**Request:** Copy the rows below word for word, starting at the line containing "Would you kindly pick out the stadium" and continuing through the last of the rows.

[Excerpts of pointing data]
>> BEGIN

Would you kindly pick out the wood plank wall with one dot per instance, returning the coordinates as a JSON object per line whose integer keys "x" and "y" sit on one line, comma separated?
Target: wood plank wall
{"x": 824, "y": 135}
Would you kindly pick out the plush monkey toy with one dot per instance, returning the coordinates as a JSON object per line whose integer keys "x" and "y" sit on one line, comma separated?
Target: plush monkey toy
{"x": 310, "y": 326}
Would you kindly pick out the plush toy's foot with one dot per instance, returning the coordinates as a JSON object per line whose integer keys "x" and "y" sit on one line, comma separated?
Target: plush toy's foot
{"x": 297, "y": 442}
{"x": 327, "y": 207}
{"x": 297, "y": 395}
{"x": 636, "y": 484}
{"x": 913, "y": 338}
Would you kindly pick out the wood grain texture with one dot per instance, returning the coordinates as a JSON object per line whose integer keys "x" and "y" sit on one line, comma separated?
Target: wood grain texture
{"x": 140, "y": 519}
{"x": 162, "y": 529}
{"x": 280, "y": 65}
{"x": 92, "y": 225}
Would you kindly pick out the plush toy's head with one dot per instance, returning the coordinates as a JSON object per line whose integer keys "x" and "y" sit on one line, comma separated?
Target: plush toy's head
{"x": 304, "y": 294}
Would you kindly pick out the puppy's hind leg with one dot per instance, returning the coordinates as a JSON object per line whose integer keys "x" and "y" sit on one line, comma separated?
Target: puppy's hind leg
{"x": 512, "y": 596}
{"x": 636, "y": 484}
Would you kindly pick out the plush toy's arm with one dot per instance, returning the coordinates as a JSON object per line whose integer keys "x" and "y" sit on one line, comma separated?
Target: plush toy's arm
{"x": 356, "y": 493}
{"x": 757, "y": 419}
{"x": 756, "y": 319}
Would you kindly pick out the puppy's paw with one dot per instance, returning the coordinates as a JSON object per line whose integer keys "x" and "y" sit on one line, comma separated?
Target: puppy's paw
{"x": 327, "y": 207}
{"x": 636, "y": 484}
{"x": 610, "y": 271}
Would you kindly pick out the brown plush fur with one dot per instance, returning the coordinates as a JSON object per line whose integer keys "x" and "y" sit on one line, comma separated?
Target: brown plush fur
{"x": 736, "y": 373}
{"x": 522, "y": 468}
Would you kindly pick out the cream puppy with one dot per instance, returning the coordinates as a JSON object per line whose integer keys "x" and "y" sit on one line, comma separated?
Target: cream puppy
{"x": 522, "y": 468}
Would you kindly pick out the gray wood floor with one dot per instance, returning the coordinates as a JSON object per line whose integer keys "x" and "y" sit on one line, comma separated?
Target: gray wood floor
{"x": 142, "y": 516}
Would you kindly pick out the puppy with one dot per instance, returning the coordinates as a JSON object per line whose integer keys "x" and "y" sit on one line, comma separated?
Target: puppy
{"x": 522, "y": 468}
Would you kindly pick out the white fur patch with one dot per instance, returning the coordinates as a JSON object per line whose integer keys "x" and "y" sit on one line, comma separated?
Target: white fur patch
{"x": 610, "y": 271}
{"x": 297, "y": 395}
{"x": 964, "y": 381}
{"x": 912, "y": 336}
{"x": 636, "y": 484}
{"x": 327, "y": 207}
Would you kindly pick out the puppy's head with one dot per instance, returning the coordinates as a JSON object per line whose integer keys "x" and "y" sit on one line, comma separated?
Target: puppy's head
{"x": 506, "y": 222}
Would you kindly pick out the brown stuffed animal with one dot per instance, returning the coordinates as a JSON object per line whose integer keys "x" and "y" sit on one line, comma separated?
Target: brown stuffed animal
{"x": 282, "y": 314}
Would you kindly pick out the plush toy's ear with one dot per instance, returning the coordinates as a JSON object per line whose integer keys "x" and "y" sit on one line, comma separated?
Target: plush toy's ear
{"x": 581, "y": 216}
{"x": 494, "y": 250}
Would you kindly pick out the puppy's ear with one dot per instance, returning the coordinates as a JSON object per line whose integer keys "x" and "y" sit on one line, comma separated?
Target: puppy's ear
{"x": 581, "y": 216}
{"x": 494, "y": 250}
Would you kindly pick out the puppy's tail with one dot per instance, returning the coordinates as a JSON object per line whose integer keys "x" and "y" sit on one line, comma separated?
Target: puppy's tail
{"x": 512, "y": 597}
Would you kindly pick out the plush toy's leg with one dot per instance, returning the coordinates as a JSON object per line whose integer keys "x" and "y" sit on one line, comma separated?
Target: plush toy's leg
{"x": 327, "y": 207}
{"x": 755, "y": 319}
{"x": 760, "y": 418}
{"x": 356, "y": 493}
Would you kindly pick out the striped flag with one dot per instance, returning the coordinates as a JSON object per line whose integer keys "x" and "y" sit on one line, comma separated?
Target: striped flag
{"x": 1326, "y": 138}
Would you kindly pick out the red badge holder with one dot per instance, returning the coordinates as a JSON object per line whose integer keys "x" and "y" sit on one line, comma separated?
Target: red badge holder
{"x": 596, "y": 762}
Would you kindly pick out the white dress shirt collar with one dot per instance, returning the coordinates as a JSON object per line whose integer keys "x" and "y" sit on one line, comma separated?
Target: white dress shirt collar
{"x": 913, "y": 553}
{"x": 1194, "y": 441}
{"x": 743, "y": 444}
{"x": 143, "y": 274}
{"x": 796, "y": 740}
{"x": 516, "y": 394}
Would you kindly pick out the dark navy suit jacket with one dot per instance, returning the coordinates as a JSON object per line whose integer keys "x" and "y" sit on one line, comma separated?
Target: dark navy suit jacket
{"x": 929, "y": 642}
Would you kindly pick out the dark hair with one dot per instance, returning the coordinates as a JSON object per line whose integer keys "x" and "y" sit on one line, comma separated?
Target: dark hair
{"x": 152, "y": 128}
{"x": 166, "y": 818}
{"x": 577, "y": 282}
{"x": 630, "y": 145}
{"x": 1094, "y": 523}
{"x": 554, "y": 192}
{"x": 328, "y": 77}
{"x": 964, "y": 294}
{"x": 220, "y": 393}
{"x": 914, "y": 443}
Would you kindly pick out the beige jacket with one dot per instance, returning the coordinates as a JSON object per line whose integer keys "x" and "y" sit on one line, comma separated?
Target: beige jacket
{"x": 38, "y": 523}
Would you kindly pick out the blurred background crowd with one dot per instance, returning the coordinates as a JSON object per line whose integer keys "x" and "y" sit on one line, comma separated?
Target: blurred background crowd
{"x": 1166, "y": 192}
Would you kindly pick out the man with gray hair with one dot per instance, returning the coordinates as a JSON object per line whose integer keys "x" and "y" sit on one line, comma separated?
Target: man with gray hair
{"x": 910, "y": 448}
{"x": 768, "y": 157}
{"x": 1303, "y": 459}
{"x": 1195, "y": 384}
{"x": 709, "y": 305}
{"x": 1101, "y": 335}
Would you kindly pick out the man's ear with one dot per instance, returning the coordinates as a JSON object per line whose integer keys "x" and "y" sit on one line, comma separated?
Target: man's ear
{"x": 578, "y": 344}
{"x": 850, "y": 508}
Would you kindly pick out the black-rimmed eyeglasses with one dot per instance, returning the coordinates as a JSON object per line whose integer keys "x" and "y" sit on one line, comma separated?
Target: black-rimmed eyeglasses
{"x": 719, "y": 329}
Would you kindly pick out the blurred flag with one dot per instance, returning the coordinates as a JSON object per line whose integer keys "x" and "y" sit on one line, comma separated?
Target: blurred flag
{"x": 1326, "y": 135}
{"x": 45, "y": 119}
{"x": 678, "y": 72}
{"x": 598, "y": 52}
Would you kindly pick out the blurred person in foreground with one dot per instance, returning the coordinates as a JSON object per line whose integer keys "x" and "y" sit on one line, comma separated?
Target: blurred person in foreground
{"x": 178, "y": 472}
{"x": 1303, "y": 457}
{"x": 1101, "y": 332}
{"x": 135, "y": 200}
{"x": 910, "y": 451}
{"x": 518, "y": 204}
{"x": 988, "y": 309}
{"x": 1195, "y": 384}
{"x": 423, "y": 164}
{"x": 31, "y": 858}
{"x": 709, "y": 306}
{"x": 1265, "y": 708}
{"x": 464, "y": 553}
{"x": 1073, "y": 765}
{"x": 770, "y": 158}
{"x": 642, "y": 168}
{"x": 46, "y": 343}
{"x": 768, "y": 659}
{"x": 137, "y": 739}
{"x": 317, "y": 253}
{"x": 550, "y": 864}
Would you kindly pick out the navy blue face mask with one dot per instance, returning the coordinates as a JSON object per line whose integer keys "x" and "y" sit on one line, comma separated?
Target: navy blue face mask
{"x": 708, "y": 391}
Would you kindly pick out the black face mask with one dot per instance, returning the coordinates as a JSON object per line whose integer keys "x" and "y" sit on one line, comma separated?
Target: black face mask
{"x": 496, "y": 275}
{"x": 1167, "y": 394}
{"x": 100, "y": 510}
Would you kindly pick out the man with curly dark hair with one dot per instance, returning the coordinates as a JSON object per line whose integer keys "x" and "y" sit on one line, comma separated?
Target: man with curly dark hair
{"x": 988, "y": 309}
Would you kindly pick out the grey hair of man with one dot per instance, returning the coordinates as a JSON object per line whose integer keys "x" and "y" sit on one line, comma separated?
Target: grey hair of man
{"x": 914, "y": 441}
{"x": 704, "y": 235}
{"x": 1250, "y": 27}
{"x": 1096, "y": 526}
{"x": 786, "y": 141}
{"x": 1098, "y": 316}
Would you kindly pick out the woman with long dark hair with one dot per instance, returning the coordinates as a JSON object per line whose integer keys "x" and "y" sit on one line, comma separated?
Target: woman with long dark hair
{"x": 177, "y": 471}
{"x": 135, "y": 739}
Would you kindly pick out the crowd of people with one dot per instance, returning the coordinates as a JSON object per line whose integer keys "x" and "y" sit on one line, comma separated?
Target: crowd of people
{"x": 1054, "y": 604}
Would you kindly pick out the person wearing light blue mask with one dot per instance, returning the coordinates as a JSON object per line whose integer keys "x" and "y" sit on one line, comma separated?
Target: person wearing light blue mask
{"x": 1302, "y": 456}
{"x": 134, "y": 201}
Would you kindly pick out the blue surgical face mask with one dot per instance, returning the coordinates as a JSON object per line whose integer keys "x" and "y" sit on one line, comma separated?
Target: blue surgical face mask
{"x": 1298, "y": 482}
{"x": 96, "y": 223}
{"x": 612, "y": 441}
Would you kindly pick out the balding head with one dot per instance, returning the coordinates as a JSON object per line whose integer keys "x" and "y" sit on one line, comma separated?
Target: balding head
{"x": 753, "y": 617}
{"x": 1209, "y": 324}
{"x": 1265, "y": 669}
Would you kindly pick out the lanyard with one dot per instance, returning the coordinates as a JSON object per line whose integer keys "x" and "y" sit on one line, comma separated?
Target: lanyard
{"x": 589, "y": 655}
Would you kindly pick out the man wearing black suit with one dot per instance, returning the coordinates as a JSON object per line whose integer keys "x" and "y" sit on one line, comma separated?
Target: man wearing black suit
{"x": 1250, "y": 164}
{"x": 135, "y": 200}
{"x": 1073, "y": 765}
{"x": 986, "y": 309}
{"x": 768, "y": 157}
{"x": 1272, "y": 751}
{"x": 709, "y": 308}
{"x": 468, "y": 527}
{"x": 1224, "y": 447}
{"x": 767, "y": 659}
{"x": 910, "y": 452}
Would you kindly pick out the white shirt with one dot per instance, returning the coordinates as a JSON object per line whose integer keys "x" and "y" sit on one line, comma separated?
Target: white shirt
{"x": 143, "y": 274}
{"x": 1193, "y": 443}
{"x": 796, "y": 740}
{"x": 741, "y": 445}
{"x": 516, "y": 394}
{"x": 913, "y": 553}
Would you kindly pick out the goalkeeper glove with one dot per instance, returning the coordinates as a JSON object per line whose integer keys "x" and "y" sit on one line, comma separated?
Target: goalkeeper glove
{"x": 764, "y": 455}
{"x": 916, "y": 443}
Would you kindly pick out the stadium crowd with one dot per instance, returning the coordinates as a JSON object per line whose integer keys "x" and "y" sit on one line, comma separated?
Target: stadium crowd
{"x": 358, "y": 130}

>> END

**Exercise response:**
Would you kindly pick out the stadium crowd with one dot per instance, returning the coordinates as a JSON object per line whose integer keys "x" and "y" sit on one line, comma separated?
Target: stadium crowd
{"x": 358, "y": 130}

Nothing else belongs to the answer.